* **Exercise data**

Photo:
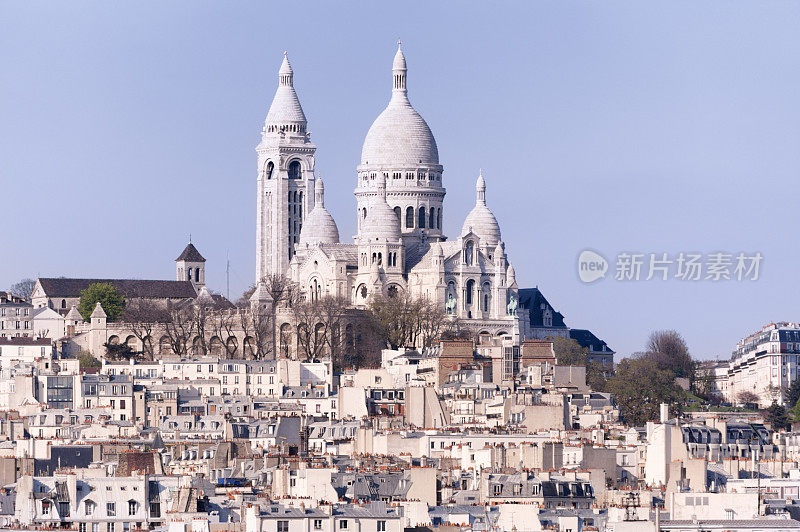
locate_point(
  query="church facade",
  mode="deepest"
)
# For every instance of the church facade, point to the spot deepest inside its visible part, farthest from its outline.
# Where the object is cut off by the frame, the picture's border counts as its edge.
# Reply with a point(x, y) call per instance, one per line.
point(399, 192)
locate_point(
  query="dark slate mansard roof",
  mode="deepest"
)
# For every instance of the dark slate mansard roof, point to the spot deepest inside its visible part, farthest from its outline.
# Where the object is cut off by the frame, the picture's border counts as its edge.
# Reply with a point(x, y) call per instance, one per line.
point(532, 299)
point(190, 254)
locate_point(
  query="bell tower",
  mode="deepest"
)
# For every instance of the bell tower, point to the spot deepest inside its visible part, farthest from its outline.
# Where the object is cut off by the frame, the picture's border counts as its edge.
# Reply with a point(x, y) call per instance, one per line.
point(191, 266)
point(285, 178)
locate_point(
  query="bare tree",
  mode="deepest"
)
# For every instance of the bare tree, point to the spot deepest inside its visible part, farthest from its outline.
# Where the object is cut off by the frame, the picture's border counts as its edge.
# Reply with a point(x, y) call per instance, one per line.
point(258, 326)
point(333, 310)
point(180, 329)
point(144, 316)
point(668, 349)
point(408, 321)
point(311, 330)
point(223, 325)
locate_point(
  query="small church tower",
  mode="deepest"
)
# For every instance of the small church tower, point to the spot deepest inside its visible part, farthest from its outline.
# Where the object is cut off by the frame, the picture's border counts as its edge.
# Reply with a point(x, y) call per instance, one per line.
point(191, 266)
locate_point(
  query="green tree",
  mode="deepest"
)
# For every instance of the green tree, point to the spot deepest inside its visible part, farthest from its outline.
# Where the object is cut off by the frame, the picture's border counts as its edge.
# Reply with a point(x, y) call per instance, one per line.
point(639, 386)
point(87, 360)
point(777, 417)
point(110, 299)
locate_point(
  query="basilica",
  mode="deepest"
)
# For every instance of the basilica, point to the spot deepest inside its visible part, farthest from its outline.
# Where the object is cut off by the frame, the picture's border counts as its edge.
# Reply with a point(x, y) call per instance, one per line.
point(399, 192)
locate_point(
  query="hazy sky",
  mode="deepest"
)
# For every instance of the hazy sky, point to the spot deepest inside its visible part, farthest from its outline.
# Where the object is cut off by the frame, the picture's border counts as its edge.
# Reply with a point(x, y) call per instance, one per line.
point(616, 126)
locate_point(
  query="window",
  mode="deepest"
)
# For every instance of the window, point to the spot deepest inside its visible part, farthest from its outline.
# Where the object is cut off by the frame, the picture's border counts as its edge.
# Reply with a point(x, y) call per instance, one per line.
point(468, 252)
point(294, 170)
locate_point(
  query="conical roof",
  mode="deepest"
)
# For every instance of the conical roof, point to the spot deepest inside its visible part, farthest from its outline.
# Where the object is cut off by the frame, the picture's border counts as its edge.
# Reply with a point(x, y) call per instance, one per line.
point(319, 226)
point(480, 219)
point(98, 312)
point(190, 254)
point(285, 108)
point(73, 314)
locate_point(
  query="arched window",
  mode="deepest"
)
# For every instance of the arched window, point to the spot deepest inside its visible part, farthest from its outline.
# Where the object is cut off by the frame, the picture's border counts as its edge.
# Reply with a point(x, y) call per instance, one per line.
point(294, 170)
point(164, 345)
point(286, 335)
point(215, 346)
point(349, 337)
point(469, 249)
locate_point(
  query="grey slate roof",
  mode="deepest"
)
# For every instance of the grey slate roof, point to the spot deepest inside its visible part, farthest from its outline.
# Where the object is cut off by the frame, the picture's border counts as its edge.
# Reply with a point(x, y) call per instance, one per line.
point(190, 254)
point(587, 339)
point(129, 288)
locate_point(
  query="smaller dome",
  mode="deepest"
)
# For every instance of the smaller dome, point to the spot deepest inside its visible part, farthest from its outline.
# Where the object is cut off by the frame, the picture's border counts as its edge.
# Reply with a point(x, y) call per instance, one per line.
point(319, 226)
point(285, 108)
point(381, 222)
point(480, 219)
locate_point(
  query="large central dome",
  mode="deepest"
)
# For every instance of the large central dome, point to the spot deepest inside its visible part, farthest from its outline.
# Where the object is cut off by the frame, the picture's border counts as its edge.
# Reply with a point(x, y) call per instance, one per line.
point(399, 137)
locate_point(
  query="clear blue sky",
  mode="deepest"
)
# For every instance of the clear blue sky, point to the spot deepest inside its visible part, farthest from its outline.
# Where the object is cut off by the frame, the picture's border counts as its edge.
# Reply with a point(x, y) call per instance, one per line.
point(616, 126)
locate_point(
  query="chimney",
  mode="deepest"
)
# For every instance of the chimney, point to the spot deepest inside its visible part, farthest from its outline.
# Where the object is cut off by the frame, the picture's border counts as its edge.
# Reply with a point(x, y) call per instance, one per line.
point(664, 412)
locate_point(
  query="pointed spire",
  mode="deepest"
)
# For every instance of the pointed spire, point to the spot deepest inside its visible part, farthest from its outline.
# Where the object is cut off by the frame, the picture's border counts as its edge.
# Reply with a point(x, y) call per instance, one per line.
point(480, 188)
point(98, 312)
point(319, 192)
point(399, 71)
point(286, 74)
point(285, 114)
point(381, 184)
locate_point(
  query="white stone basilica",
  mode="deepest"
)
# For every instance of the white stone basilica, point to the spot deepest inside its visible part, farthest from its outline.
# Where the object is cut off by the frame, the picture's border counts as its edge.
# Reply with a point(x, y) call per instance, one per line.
point(399, 194)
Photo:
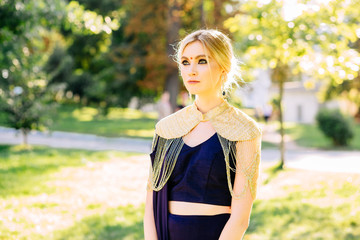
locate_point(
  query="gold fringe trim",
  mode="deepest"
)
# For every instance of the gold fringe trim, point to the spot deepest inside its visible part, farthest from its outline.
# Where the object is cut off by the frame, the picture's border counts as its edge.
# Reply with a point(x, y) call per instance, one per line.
point(167, 152)
point(245, 157)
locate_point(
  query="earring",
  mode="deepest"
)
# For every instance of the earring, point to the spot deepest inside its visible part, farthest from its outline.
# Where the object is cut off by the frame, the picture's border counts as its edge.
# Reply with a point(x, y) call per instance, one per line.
point(222, 85)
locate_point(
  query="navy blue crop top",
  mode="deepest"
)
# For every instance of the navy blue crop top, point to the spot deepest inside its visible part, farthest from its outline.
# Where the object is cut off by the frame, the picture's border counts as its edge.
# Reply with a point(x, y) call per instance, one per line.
point(200, 176)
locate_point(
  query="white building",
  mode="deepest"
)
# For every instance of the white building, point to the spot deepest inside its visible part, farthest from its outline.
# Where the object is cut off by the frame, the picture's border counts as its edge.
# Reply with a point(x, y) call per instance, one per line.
point(300, 104)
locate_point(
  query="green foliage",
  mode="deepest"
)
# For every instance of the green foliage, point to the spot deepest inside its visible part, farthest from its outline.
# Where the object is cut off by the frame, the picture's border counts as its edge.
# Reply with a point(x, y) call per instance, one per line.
point(335, 126)
point(117, 123)
point(24, 41)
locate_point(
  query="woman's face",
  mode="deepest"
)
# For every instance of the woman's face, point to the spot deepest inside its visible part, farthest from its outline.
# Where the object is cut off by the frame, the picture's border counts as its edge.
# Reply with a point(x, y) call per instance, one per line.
point(199, 75)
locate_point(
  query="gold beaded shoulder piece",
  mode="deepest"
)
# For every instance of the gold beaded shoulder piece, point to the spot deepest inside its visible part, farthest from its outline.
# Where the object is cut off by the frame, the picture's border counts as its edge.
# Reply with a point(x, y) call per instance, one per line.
point(234, 129)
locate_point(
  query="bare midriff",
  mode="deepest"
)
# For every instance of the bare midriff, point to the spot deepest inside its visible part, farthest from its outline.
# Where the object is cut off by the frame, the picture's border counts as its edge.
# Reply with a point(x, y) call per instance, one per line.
point(190, 208)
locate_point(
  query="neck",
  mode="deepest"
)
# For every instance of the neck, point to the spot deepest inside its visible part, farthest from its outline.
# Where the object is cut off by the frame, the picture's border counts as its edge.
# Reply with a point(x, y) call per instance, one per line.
point(206, 103)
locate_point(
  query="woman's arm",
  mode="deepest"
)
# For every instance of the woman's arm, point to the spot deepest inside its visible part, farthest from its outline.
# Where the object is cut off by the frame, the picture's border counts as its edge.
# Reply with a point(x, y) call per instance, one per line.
point(240, 213)
point(244, 190)
point(149, 222)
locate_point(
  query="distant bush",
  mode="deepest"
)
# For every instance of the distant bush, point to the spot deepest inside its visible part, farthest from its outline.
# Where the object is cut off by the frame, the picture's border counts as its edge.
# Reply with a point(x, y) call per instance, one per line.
point(335, 126)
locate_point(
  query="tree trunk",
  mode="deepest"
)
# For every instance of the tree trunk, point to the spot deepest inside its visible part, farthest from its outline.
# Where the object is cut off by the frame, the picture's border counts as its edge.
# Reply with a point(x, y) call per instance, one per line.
point(173, 27)
point(282, 143)
point(25, 133)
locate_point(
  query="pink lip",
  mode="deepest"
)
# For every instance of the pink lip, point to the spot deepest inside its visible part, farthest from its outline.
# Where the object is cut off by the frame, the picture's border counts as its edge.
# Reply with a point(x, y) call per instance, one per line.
point(193, 81)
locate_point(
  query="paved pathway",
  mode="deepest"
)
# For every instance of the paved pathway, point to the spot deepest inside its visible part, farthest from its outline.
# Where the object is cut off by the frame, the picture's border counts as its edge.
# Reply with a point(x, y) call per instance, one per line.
point(296, 157)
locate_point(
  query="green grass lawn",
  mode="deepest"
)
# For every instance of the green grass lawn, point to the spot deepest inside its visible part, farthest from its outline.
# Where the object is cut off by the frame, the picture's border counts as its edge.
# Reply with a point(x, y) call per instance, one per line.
point(292, 204)
point(308, 135)
point(118, 123)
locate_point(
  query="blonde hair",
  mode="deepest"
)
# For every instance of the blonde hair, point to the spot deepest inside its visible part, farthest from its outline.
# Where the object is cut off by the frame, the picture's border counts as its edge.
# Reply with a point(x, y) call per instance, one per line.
point(220, 48)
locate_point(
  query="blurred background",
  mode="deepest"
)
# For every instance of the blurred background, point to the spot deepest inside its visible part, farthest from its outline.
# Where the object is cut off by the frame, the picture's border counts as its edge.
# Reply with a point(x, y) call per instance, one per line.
point(83, 83)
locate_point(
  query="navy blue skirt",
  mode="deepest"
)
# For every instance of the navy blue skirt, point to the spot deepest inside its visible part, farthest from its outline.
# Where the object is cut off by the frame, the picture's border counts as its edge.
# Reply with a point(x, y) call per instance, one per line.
point(185, 227)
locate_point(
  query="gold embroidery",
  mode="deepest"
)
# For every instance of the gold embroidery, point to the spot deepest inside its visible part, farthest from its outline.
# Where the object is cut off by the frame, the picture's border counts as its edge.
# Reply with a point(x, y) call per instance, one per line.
point(239, 135)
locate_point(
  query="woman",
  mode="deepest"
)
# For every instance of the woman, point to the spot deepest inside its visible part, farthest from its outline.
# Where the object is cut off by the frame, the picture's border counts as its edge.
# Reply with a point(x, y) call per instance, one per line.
point(205, 157)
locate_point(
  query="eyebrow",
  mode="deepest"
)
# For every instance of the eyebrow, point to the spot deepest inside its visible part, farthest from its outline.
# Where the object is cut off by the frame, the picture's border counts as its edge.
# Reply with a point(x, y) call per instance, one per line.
point(199, 56)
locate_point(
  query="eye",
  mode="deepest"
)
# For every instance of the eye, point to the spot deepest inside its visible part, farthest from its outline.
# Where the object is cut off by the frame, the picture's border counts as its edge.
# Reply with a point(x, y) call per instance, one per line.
point(185, 62)
point(202, 61)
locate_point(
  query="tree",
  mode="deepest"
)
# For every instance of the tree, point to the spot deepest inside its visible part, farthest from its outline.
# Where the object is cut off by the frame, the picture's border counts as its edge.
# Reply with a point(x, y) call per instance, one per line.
point(24, 90)
point(290, 40)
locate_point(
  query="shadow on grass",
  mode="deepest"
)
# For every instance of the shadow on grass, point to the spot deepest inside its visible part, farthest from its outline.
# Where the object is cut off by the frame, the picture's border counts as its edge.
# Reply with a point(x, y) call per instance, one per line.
point(124, 223)
point(290, 218)
point(26, 171)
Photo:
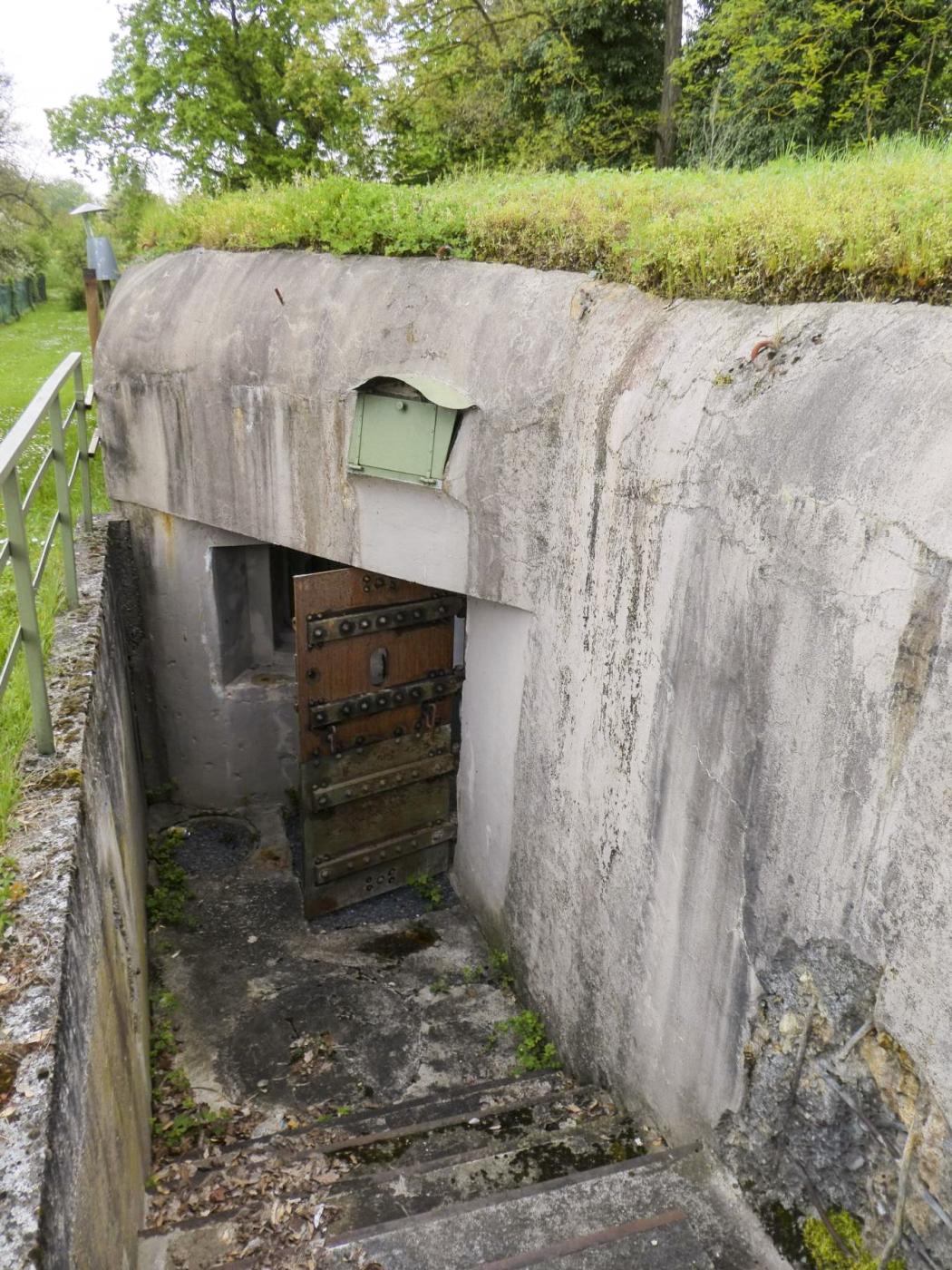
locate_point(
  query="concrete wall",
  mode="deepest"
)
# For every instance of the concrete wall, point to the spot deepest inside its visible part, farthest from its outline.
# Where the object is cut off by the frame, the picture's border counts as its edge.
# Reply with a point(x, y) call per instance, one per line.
point(733, 729)
point(75, 1146)
point(219, 737)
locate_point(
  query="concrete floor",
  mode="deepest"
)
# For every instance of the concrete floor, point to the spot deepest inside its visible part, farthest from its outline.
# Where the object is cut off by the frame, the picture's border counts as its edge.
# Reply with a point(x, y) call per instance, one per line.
point(294, 1019)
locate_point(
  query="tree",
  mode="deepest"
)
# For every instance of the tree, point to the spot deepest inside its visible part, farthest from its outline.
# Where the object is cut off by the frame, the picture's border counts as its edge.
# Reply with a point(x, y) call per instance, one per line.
point(560, 84)
point(666, 143)
point(22, 212)
point(761, 78)
point(231, 92)
point(587, 85)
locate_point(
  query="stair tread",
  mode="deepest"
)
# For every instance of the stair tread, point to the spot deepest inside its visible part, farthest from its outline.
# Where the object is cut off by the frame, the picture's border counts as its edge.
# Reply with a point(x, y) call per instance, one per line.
point(529, 1218)
point(663, 1242)
point(277, 1166)
point(489, 1170)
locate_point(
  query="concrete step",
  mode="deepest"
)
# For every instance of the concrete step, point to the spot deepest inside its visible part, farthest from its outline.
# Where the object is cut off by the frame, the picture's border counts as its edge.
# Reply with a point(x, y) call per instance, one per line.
point(654, 1210)
point(537, 1153)
point(465, 1123)
point(297, 1199)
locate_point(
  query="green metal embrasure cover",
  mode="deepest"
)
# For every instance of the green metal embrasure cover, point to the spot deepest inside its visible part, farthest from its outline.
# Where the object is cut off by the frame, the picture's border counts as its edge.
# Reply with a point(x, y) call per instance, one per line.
point(434, 390)
point(403, 438)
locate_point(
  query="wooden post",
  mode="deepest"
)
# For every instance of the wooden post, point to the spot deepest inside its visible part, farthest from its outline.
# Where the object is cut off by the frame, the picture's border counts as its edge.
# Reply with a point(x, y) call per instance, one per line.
point(666, 142)
point(92, 288)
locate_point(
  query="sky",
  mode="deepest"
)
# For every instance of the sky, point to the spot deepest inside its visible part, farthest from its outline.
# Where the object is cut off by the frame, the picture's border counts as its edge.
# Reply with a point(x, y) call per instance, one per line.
point(54, 50)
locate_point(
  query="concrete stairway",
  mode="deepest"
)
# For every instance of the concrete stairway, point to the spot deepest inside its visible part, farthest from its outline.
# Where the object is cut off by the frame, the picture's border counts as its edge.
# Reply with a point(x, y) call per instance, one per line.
point(510, 1172)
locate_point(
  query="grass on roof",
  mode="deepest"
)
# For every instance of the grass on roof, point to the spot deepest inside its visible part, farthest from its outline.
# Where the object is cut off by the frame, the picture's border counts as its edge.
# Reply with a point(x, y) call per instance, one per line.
point(872, 225)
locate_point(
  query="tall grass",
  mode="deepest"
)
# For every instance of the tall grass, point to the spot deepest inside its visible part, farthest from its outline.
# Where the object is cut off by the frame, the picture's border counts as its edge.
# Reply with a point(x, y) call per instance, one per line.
point(29, 352)
point(869, 225)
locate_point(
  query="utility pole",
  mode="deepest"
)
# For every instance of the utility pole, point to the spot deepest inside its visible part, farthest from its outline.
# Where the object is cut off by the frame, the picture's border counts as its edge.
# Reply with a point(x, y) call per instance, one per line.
point(101, 269)
point(666, 142)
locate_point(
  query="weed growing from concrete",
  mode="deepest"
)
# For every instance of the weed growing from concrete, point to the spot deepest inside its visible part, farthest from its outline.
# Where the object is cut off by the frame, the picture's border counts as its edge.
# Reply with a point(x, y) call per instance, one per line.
point(428, 889)
point(499, 968)
point(168, 892)
point(535, 1051)
point(827, 1256)
point(867, 225)
point(12, 892)
point(178, 1118)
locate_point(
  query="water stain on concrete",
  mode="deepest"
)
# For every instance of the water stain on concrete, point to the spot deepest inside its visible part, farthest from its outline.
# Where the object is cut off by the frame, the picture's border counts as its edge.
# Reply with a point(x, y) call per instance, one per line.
point(396, 945)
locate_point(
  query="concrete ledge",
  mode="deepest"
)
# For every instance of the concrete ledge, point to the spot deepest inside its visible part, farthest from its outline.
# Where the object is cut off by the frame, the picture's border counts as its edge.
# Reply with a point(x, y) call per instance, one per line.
point(73, 1133)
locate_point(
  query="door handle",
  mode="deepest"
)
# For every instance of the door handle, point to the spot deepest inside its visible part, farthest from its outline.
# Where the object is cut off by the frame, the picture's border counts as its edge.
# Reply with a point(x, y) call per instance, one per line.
point(378, 666)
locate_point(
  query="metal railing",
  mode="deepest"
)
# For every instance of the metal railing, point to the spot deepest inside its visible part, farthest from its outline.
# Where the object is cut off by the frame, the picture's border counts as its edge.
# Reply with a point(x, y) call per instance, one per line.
point(15, 550)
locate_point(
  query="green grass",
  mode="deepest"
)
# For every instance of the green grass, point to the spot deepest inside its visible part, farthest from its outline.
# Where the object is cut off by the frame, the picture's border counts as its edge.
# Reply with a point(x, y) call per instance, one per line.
point(29, 352)
point(871, 225)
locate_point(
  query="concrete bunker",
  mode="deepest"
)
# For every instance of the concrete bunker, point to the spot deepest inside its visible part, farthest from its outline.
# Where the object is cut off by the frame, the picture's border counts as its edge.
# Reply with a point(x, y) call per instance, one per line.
point(689, 601)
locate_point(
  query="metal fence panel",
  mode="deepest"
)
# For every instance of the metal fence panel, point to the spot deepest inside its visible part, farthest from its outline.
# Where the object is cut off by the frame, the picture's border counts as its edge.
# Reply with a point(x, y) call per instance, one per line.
point(19, 295)
point(44, 408)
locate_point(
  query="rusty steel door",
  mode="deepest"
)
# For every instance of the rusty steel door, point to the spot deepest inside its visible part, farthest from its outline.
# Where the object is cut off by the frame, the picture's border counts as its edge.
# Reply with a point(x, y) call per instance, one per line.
point(378, 701)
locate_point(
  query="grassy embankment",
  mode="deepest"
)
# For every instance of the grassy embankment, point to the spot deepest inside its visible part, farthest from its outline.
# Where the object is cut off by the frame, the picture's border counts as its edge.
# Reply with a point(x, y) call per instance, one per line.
point(29, 352)
point(875, 225)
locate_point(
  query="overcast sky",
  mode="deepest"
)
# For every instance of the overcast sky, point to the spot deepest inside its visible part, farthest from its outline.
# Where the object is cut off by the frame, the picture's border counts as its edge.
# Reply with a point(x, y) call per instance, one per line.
point(54, 50)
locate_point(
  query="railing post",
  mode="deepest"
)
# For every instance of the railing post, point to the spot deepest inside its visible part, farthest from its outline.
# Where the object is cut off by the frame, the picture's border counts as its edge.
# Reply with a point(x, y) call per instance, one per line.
point(27, 611)
point(83, 441)
point(63, 498)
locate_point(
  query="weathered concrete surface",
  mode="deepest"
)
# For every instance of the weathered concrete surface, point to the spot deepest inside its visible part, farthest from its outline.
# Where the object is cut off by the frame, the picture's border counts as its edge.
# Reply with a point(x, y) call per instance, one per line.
point(216, 738)
point(73, 1137)
point(405, 1007)
point(733, 726)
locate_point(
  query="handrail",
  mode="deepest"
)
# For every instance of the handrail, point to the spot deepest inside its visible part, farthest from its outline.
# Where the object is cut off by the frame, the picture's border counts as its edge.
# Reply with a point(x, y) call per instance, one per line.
point(44, 408)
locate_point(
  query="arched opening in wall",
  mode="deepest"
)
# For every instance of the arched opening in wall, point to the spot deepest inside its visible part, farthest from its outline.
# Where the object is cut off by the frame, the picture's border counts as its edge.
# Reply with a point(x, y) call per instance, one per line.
point(380, 673)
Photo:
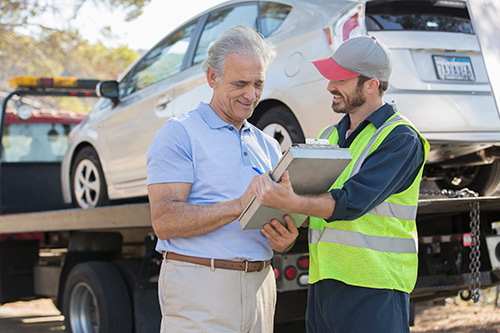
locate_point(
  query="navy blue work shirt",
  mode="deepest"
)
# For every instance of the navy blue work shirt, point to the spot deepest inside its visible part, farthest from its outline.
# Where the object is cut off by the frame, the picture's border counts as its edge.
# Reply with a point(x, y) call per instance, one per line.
point(390, 169)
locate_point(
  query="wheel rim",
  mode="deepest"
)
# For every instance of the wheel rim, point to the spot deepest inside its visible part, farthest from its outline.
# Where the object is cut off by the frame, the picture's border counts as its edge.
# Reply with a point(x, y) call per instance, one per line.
point(280, 133)
point(87, 184)
point(83, 310)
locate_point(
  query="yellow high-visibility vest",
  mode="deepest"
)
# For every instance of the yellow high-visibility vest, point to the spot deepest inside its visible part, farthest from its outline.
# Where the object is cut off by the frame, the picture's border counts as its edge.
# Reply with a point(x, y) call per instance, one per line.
point(379, 249)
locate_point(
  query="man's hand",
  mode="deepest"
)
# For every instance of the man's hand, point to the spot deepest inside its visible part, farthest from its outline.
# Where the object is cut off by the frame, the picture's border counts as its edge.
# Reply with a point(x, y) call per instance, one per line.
point(276, 195)
point(281, 238)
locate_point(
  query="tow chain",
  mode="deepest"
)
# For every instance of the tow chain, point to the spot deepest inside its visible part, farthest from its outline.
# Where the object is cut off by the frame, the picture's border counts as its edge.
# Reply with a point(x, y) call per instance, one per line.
point(475, 242)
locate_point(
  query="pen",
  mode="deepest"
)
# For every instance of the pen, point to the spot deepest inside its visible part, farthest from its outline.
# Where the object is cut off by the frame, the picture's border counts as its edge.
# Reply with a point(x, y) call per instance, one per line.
point(257, 170)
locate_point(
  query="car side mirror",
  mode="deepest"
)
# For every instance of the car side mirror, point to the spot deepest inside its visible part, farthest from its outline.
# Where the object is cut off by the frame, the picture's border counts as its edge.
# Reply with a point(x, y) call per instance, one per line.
point(108, 89)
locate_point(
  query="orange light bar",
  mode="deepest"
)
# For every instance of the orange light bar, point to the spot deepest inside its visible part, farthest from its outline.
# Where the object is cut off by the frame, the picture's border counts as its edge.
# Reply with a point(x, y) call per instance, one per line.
point(56, 82)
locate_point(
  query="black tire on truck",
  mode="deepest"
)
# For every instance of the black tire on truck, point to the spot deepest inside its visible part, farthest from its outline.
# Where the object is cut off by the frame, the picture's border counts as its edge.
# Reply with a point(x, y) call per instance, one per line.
point(96, 299)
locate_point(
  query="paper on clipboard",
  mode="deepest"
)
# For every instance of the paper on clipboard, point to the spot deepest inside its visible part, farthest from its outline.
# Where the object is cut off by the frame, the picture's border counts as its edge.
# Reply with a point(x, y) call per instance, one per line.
point(313, 168)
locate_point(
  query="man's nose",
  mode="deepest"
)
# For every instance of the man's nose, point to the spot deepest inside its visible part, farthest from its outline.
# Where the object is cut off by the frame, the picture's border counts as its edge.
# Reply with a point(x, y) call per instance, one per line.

* **What you are asked to do**
The answer should be exactly the lines from the one that contains "# For every instance of the man's nose, point" through the end of the entries, both ends included, and nothing besides.

* **Answer section**
# For every instance of the man's nose, point to the spot deepest inside its visible part, farthest from its outline.
# Where the object is cut off by the frame, the picture's border counts as its edge.
# Reply with a point(x, y) call per instance, one per line.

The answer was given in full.